Bloque de texto —
▬▬▬▬▬▬

¿Será un lenguaje la luz de las luciérnagas? Acerca de la poesía de Rosa Cedrón por Fabián Iriarte





 Por Fabián O. Iriarte

Sobre “La casa de las luciérnagas”, de Rosa Cedrón

Respondo la pregunta del primer poema: Sí, “la luz de las luciérnagas” es un lenguaje. Quizás no sepamos su vocabulario, su sintaxis, su pronunciación, quizás no sepamos hablar ese lenguaje, pero ciertamente algo dicen con sus zigzags de luz, su apagado y encendido de destellos en la noche.

Siempre me fascinó y me intrigó la luz de estas “moscas de fuego” (así se las llama en inglés: fireflies). Recuerdo las “lámparas” que hacíamos, cuando yo era chico, atrapando luciérnagas y metiéndolas en una botella; no me di cuenta de la crueldad del juego hasta años más tarde. Incluso aparecen en textos filosóficos, las luciérnagas, y sirven de ejemplo de una lección ética: Ludwig Wittgtenstein aconsejaba, en sus Investigaciones filosóficas (#309), “mostrarle a la mosca cómo salir de la botella de moscas”.

¿Y en poesía? Me acordé del poema de Robert Frost, “Fireflies in the Garden” (Luciérnagas en el jardín), de 1928:

Here come real stars to fill the upper skies,
And here on earth come emulating flies,
That though they never equal stars in size,
(And they were never really stars at heart)
Achieve at times a very star-like start.
Only, of course, they can’t sustain the part.

▬▬▬▬▬▬

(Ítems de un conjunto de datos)
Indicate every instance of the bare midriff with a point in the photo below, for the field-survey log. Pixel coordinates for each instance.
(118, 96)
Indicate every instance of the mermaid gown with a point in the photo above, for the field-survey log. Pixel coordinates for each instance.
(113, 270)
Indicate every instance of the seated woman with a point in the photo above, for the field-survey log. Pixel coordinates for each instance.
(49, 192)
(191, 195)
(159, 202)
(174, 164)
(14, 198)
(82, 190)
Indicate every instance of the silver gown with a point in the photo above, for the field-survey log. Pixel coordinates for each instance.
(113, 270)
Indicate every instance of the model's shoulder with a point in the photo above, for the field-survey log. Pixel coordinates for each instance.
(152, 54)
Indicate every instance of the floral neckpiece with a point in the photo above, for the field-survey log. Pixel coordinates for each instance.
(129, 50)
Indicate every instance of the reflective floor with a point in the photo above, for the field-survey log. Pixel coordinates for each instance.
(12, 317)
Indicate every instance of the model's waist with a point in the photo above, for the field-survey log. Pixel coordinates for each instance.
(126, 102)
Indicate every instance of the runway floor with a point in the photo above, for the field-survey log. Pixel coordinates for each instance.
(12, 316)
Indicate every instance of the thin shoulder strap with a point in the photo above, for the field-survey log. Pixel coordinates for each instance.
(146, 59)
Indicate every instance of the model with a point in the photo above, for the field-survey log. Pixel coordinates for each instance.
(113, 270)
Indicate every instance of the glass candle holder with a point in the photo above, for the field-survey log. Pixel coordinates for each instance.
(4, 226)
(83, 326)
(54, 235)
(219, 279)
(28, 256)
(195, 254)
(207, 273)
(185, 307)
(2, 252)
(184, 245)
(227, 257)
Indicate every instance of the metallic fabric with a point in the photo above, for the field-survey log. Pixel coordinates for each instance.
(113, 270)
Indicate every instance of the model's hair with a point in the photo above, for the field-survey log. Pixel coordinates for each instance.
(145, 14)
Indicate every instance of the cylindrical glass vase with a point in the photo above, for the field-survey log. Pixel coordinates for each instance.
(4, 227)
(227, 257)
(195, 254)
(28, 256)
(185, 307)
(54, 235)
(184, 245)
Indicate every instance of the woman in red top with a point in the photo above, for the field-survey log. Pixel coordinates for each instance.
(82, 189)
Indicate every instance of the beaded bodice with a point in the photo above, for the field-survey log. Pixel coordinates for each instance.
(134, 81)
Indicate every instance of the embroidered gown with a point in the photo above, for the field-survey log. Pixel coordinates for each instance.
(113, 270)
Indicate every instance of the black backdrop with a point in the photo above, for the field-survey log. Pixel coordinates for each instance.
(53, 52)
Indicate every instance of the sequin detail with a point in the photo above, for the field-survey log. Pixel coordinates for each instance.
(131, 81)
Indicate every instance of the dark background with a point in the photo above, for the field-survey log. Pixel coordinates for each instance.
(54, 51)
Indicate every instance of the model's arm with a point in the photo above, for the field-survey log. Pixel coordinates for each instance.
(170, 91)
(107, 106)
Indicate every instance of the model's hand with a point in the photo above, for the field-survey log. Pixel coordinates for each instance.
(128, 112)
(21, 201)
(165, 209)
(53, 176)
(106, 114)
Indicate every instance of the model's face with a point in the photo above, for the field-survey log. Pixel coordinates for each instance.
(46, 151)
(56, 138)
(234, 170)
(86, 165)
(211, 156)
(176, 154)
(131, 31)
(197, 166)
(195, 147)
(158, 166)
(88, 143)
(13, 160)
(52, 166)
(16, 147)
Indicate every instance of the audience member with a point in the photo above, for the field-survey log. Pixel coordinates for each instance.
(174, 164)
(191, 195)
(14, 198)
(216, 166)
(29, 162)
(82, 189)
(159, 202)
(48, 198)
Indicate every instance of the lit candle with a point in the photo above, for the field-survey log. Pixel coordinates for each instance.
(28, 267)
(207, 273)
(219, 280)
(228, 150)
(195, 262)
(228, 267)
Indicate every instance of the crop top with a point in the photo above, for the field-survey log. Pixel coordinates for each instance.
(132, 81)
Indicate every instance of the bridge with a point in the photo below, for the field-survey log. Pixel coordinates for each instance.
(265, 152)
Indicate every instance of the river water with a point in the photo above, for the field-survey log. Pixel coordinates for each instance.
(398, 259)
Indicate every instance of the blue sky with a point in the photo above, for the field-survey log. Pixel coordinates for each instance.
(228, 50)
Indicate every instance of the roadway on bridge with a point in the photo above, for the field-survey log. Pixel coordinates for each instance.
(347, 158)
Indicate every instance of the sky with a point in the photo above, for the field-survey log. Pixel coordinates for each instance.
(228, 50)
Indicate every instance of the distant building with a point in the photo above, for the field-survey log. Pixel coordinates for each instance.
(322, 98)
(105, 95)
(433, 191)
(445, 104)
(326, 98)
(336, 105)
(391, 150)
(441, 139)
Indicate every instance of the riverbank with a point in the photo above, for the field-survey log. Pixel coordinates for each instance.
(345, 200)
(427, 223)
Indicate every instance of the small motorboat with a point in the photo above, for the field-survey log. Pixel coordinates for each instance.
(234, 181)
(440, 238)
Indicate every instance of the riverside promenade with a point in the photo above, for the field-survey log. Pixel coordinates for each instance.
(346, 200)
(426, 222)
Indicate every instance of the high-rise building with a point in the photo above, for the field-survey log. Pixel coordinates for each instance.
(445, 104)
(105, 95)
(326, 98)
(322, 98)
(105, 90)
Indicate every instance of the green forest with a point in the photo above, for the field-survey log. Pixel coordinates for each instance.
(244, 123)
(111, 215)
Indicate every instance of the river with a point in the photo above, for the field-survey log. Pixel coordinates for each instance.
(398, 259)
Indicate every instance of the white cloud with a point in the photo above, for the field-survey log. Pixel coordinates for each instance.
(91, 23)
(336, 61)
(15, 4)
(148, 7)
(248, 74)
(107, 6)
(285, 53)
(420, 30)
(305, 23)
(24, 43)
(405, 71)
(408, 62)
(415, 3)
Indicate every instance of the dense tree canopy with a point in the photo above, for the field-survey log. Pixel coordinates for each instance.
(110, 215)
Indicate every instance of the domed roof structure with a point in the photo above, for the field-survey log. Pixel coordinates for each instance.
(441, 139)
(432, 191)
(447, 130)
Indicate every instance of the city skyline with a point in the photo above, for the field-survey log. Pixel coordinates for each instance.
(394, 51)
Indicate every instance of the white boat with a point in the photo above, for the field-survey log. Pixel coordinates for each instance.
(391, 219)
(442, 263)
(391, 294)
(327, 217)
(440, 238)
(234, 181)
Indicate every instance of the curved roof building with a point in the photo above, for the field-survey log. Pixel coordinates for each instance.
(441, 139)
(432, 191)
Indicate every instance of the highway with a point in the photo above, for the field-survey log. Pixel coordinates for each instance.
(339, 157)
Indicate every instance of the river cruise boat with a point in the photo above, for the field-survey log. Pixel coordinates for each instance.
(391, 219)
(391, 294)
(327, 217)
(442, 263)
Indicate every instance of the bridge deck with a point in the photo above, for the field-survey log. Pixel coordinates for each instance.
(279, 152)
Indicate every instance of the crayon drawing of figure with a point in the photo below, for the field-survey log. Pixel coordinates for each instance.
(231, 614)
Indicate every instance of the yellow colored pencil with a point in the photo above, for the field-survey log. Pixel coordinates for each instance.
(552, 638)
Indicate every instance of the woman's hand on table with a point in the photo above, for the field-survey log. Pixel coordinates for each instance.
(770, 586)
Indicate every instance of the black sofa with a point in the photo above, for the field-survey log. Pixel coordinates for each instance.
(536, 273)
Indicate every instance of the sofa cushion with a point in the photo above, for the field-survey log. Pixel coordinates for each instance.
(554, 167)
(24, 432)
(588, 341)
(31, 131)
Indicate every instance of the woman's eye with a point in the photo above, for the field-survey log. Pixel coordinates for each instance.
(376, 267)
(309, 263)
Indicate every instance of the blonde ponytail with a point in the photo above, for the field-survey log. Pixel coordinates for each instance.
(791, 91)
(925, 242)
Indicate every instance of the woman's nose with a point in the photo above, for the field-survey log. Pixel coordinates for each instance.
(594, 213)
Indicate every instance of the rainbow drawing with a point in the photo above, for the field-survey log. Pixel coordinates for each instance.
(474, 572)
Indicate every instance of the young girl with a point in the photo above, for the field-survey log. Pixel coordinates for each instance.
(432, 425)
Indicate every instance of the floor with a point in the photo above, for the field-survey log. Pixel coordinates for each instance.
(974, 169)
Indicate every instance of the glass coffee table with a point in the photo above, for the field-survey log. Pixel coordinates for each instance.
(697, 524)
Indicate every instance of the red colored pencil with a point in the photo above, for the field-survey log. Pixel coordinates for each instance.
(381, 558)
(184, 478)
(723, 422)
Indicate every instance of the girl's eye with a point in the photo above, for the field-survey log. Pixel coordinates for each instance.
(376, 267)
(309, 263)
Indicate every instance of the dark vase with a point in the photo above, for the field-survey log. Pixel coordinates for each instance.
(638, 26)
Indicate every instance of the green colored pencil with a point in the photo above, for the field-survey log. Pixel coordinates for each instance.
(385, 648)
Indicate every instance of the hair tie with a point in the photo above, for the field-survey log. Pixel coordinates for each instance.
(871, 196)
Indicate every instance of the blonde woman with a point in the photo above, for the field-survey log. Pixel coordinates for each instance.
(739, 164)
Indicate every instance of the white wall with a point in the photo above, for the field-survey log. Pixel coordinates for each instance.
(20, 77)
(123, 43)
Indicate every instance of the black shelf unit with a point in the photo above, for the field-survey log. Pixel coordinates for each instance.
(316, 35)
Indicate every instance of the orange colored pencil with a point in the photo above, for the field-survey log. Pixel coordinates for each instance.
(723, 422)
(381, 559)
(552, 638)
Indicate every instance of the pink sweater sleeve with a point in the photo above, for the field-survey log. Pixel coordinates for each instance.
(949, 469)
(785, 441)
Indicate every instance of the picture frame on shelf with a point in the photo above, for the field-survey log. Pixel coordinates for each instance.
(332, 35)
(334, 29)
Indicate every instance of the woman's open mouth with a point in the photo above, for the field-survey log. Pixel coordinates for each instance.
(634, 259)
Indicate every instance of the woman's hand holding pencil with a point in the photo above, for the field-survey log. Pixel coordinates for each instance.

▬▬▬▬▬▬

Problema planteado — Actualiza el pasaje del texto sobre la poesía de Rosa Cedrón que comienza con "Por Fabián O." y sigue hasta "en la noche.", y sustituye "lenguaje" por "idioma".

Respuesta completa —
Por Fabián O. Iriarte

Sobre “La casa de las luciérnagas”, de Rosa Cedrón

Respondo la pregunta del primer poema: Sí, “la luz de las luciérnagas” es un idioma. Quizás no sepamos su vocabulario, su sintaxis, su pronunciación, quizás no sepamos hablar ese idioma, pero ciertamente algo dicen con sus zigzags de luz, su apagado y encendido de destellos en la noche.